Request:
Please scale every answer coordinate in the part that opens with the line containing "basin in the image below." and closes with the line containing "214;584;322;627" by 1.5, rounding to whole numbers with halves going up. Write out only those lines, both ends included, with the requests kept as they are.

───── Records supplied ─────

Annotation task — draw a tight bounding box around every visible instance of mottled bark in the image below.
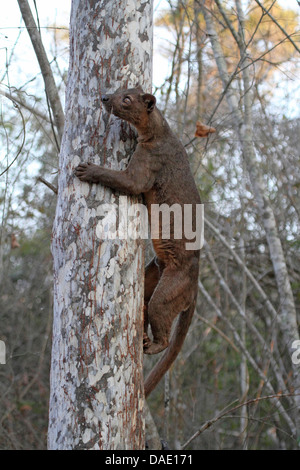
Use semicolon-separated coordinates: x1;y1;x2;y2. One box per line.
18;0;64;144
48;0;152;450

─────
───── Records supplied ─────

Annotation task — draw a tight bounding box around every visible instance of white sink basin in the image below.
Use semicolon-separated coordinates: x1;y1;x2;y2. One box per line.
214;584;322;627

─────
───── Records supplied ─────

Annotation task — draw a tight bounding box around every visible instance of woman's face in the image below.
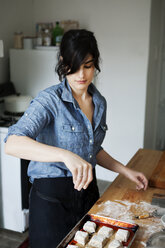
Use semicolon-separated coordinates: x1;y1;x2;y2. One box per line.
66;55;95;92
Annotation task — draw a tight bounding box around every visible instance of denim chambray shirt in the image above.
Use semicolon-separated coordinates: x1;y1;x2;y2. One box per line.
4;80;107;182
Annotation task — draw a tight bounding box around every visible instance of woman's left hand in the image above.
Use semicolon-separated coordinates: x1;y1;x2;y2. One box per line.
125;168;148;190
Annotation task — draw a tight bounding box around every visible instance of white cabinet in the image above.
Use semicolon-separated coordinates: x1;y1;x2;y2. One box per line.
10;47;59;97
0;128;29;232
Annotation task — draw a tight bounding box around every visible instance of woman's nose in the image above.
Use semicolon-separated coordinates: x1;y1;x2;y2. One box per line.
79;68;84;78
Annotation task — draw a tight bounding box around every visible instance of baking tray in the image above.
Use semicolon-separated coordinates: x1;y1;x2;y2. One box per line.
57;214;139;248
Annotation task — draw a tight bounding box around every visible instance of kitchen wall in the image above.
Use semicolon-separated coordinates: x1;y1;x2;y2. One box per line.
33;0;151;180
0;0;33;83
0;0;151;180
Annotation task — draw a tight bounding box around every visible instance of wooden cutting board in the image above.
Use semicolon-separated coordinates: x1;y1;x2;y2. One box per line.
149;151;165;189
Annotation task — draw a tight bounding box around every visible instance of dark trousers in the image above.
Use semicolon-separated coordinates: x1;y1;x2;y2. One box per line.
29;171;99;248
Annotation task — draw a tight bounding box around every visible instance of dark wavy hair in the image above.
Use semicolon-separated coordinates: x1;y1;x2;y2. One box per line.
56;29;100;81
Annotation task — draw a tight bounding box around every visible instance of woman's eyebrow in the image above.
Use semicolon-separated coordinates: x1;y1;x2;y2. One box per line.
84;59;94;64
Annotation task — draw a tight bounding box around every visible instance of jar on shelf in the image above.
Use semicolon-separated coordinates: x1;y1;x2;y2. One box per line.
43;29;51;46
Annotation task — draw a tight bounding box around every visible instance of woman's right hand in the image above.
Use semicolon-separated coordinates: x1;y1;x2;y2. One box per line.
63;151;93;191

─────

Complete answer:
Annotation task — draw a tight bounding box around every visible instance of white sink basin in the image below.
Use semicolon-separated coordinates: x1;y1;x2;y2. One box per line.
321;876;483;941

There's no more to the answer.